** Start of ENTRIES SUPPLIED **

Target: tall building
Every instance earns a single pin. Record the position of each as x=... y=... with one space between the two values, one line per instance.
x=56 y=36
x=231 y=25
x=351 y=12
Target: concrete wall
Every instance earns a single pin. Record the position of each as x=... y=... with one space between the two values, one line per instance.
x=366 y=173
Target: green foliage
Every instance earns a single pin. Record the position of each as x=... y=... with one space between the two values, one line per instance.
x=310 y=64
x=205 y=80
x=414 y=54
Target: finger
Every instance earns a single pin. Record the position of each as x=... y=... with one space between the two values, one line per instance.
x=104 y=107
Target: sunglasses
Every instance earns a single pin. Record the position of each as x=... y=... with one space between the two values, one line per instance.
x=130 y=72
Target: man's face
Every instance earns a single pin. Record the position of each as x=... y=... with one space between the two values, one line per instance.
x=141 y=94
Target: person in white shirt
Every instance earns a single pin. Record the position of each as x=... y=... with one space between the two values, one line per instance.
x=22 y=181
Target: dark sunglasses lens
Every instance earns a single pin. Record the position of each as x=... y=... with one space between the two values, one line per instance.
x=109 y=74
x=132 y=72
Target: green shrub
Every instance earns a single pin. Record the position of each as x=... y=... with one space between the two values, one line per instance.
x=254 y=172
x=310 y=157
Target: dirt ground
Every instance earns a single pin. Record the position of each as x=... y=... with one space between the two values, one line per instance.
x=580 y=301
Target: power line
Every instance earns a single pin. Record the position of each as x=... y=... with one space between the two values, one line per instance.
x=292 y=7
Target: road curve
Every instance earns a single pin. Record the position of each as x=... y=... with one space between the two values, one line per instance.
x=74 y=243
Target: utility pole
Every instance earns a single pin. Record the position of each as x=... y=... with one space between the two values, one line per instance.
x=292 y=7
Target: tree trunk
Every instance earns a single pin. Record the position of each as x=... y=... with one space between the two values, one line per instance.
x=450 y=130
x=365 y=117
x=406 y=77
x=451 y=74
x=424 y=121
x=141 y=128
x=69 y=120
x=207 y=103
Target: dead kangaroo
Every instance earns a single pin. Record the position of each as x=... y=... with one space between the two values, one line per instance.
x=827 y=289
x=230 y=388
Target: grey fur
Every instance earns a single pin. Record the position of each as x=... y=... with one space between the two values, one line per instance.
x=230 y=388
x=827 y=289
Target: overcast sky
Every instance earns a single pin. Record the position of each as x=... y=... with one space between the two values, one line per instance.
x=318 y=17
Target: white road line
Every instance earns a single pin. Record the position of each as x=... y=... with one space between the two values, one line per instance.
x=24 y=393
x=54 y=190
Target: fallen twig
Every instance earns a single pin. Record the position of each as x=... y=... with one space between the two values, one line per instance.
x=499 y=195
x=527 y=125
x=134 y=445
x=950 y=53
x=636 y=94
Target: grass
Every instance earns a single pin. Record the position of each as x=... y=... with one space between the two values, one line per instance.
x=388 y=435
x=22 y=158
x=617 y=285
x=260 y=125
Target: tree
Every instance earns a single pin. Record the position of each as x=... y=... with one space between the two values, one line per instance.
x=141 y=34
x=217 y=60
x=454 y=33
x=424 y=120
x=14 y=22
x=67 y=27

** End of ENTRIES SUPPLIED **

= STATED GOAL =
Format everything from the very first line down to the line containing "x=366 y=173", both included, as a JSON list of strings with one string per line and blank lines omitted.

= FINAL RESULT =
[
  "Target: tall building",
  "Every instance earns a single pin. Record the position of each as x=... y=... with one space between the two values, one line per instance.",
  "x=56 y=36",
  "x=231 y=25",
  "x=351 y=12",
  "Target: concrete wall",
  "Every instance earns a single pin. Record the position of each as x=... y=... with one space between the two values, one line per instance.",
  "x=366 y=173"
]